TASK: Print the whole listing exactly.

DATA FOR THE TASK:

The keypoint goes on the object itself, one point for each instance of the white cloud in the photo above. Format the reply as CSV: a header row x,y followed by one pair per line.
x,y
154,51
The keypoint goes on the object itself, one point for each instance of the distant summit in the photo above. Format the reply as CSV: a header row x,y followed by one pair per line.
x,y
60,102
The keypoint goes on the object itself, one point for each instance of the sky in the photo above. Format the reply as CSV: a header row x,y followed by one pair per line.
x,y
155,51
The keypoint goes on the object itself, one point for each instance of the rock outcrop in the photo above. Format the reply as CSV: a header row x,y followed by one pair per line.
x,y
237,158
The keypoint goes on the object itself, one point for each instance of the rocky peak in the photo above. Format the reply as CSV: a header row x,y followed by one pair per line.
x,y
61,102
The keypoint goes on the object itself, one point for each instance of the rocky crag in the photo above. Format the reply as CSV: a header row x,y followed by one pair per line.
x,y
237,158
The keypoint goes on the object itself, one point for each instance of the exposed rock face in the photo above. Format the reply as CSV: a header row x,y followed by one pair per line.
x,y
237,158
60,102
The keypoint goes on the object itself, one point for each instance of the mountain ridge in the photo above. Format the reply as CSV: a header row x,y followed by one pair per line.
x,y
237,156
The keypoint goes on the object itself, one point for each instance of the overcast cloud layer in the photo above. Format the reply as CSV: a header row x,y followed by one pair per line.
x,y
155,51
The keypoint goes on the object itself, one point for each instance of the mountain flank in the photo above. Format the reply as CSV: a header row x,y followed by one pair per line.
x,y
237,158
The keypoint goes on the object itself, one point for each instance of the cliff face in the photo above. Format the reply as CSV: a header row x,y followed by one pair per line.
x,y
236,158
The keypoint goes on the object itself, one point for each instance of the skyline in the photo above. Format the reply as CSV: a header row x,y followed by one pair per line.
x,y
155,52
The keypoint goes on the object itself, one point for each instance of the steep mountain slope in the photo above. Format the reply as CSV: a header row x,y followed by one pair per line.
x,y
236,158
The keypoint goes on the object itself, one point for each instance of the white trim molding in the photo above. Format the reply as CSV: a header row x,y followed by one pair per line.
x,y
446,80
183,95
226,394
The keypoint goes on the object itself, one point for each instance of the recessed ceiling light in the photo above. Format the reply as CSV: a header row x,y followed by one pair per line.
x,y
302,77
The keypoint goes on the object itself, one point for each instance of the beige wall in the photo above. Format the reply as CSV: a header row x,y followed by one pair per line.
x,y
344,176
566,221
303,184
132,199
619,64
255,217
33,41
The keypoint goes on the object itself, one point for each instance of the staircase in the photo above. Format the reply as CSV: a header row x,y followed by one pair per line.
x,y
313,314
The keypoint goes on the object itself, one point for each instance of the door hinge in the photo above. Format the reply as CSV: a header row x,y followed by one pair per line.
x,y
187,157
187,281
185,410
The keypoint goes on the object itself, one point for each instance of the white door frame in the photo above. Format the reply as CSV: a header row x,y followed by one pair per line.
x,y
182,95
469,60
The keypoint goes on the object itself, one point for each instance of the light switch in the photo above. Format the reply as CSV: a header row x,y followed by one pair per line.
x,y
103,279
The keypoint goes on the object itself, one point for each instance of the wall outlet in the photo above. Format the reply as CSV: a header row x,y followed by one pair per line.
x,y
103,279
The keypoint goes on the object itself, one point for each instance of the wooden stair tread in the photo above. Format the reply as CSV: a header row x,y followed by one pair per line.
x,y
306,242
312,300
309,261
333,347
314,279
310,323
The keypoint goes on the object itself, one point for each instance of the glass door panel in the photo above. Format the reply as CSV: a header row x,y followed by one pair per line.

COMPLETE ANSWER:
The keypoint goes on the object itself, one point for each instance of the white cloud in the photo above. Format the reply as CSV: a header row x,y followed by one pair per line.
x,y
154,51
The keypoint goes on the object itself, one point for each instance of the distant summit in the photo above. Format the reply as CSV: a header row x,y followed by one pair per line.
x,y
60,102
The keypoint goes on the object itself, one point for each instance of the sky in the photo above. Format the reply as CSV: a header row x,y followed by one pair per line.
x,y
155,51
The keypoint goes on the object itself, one point for each instance of the rock outcrop in the photo above. Format the reply as CSV: a header row x,y followed by one pair per line.
x,y
237,158
The keypoint goes on the object itself, one point for each instance of the rocky peak in the photo above. Format the reply as CSV: a header row x,y followed by one pair per line.
x,y
61,102
The keypoint goes on the object itself, one point for each instance of the rocky crag in the photo above. Format the reply as CSV: a header row x,y followed by one pair per line.
x,y
237,158
The keypoint goes on the object itself, one point for each instance of the exposed rock face in the photo above. Format the reply as CSV: a header row x,y followed by one pair per line.
x,y
237,158
60,102
The keypoint goes on the object itself, one point for each instance of the mountain ridge in the photo above. Format the reply as CSV: a header row x,y followed by one pair per line.
x,y
237,156
The keypoint goes on the object itself, one point for each instance of the overcast cloud layer in the photo above. Format the reply as CSV: a header row x,y followed by one pair per line.
x,y
155,51
The keypoint goes on the object itself, one point for each instance of the mountain flank in the photo above. Format the reply as CSV: a header row x,y followed by one pair per line.
x,y
237,158
The keypoint goes on the object itself, one point for each instance of the cliff face in the photo above. Format the reply as CSV: a header row x,y followed by one pair per line.
x,y
236,158
The keypoint goes on the object itself, one point for each instance of the skyline in the photo above. Format the reply as CSV: a header row x,y followed by one pair per line.
x,y
155,52
The keypoint goes on the object itself, one point for each instance of the steep mountain slope in the photo above. Format the reply as CSV: a header row x,y followed by one pair per line.
x,y
236,158
The keypoint goes on the object itself, one point for each instance of the white trim molding in the photo above. Format the reply as CSV: a header row x,y followed by one pair per line.
x,y
446,80
183,95
226,394
The keypoint goes on the object itself, one point for each instance of the recessed ceiling light in the photo above. Format the reply as CSV: a header row x,y followed by one pair per line.
x,y
302,77
The keypoint goes on the object itself, one point for each instance of the beige wall in the photo above. Format the reply as CSV: a header row x,y followed by one pair per line.
x,y
344,176
566,221
303,184
132,199
619,64
255,217
33,41
The keypoint goes on the object itself, one point for each instance of the staircase in the photo above. Format the reply as CSV: a header row x,y followed by one pair per line.
x,y
313,314
The keypoint goes on the object itself, one point for each instance of the door hinge in the photo above. Format the reply as CSV: a header row x,y followed by one pair per line.
x,y
187,157
187,281
185,410
The keypoint goes on the object itself, one point for each instance of the white door frame in the photo above. Format the reply as CSV: a header row x,y followed by one pair per line.
x,y
182,95
469,60
The keypoint goes on the object itself, one point for each instance of the light switch in the photo above. Format the reply as CSV: a header row x,y followed by one pair per line.
x,y
103,279
The keypoint goes on the object itself, one point for each instance of the wall outlet in the photo above. Format the reply as CSV: a header row x,y followed by one pair per line.
x,y
103,279
The keypoint goes on the object itself, one point for each instance of the wooden stair tread in the photo above. Format the reply as CSV: a header row x,y followed by one pair per line.
x,y
306,242
312,300
309,261
333,347
314,279
310,323
The keypoint goes on the object itself, one point for each instance of the glass door panel in the photo above. Format the reply as CSV: a header row x,y followed by one pair per line.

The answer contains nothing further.